Task to complete:
Which lines of the records below contain the word "dirt"? Show each one.

[Natural-language object grounding data]
++++++++++++++++++++

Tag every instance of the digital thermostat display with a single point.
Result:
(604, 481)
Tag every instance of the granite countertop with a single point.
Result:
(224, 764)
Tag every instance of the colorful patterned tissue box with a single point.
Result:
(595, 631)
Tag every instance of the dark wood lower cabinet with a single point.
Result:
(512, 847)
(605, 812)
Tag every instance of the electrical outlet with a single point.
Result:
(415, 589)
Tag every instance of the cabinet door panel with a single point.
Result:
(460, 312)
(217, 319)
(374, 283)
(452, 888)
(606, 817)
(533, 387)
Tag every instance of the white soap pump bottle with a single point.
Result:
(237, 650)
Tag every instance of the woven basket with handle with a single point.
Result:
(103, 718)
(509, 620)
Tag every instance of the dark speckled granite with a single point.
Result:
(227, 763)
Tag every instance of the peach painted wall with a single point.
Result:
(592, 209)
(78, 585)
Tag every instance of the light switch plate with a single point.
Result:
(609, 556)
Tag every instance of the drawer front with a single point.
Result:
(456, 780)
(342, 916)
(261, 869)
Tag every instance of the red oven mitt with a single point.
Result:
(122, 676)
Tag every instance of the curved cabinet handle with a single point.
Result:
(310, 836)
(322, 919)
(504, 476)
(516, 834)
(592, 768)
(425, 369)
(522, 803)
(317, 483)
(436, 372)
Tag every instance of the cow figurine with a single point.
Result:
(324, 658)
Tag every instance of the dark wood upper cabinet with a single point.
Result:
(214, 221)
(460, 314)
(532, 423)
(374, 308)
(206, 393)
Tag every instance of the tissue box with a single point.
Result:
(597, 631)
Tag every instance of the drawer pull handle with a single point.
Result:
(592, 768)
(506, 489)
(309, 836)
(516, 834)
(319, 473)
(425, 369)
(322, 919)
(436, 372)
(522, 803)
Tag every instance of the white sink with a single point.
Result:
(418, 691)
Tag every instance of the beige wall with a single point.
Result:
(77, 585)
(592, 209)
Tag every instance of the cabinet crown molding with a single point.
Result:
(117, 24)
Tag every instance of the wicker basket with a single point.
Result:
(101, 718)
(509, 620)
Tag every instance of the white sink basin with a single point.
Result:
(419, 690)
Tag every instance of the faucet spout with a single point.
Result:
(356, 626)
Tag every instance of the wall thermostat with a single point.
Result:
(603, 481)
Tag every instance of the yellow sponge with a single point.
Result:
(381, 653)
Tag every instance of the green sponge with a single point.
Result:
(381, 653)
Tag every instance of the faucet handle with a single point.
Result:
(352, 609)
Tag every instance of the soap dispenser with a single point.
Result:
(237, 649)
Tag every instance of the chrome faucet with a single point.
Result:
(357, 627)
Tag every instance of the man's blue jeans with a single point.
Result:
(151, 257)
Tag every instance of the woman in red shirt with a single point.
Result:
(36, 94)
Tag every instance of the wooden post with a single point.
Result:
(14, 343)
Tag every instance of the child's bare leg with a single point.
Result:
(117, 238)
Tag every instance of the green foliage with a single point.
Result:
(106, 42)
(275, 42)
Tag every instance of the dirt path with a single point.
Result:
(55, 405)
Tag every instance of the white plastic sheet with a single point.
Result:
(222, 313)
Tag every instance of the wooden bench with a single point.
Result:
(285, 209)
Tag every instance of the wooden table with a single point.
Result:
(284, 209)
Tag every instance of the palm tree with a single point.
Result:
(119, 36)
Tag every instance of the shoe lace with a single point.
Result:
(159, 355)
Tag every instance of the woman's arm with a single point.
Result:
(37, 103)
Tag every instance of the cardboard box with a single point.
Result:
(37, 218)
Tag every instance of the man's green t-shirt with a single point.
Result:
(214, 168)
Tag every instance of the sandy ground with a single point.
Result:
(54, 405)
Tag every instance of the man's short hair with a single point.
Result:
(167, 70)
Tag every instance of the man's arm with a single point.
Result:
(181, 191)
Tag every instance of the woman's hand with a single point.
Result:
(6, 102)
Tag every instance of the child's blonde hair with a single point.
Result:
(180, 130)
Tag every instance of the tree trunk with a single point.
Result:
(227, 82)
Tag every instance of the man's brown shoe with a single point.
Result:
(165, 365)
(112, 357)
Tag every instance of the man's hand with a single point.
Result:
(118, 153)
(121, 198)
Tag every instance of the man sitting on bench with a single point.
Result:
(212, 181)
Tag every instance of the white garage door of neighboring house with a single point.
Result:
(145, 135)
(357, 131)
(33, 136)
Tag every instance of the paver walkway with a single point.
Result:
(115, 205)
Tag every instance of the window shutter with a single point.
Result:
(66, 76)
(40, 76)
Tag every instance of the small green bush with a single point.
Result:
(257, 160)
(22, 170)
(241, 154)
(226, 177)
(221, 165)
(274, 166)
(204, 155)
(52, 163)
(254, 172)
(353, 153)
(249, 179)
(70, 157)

++++++++++++++++++++

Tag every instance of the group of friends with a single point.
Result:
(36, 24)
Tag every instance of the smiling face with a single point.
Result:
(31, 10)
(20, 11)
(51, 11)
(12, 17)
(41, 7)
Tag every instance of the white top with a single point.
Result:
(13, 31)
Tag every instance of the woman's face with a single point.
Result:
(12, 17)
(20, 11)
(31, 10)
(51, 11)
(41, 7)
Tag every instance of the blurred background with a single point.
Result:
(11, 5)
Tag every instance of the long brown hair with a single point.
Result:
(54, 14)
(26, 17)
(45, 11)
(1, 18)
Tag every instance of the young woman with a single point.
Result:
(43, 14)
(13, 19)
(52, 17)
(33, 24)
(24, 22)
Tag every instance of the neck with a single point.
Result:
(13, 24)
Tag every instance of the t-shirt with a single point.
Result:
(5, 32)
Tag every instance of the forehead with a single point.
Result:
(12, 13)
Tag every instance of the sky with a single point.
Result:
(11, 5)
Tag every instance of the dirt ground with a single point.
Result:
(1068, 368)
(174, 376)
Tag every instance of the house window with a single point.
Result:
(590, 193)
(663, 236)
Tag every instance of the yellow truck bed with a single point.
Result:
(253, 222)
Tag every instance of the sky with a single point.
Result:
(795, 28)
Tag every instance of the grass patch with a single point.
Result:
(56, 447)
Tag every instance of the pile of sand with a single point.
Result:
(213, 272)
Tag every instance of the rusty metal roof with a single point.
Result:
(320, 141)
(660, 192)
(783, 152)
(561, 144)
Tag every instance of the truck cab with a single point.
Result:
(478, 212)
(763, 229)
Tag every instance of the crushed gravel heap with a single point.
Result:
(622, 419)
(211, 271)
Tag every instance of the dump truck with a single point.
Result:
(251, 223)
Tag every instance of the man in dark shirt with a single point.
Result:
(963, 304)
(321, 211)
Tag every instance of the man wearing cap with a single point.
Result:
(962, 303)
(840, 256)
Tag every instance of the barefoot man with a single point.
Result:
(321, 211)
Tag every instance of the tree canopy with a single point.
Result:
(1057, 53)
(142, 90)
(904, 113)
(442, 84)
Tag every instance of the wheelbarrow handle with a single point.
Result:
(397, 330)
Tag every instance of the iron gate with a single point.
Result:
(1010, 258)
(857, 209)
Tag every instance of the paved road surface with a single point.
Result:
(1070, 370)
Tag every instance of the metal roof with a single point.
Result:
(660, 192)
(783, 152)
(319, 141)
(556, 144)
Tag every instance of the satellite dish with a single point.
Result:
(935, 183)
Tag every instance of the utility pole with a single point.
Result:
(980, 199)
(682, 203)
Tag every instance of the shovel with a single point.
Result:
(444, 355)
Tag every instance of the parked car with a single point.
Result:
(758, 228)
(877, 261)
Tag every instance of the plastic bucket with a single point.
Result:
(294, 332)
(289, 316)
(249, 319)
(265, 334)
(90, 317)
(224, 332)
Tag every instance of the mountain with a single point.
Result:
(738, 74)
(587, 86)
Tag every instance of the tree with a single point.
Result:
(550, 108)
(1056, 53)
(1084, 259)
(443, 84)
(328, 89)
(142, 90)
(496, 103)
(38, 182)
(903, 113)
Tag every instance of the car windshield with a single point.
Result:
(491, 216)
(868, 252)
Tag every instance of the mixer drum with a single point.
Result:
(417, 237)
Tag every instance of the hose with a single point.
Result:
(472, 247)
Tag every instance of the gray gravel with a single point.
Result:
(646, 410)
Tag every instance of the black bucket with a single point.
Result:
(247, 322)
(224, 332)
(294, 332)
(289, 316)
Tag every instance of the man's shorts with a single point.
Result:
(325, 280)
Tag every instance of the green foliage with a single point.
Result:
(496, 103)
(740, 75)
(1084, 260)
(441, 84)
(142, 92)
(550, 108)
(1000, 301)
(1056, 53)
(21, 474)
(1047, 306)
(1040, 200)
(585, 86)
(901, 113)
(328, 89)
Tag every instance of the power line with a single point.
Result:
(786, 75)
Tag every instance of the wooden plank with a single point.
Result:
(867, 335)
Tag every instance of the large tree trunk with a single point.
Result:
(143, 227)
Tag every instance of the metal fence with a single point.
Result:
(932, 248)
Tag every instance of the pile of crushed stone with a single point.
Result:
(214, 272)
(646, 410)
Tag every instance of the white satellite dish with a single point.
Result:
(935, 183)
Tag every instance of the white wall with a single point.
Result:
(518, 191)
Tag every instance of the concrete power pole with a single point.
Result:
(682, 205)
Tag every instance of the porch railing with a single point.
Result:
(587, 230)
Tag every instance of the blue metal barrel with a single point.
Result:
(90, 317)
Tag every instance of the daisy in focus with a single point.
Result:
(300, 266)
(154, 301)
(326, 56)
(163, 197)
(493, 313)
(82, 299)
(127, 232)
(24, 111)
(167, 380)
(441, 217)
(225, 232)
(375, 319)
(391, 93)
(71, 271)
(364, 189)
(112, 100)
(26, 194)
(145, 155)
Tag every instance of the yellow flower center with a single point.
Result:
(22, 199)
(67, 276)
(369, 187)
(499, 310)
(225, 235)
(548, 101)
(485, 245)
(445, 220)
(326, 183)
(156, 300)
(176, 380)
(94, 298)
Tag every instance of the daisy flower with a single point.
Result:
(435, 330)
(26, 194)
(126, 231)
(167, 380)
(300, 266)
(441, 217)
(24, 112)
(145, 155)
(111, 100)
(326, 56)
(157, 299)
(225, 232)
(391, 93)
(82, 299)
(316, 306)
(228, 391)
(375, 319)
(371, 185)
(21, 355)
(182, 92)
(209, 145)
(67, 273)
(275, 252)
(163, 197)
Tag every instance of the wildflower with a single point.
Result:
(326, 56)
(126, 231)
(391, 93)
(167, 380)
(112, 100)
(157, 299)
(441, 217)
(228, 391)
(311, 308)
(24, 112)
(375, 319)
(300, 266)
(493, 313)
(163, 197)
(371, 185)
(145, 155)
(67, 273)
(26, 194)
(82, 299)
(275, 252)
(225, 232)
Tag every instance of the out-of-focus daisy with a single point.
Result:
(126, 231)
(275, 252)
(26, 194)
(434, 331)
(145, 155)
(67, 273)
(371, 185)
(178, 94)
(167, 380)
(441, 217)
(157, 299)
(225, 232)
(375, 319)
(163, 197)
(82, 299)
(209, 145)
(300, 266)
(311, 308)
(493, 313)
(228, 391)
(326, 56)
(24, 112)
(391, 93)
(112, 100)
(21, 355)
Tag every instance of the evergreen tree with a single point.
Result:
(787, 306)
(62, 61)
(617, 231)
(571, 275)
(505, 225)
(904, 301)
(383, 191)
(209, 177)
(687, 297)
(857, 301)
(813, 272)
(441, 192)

++++++++++++++++++++

Solution to this problem:
Tag every instance of the dirt path with a single point.
Tag every instance of the dirt ground with a single point.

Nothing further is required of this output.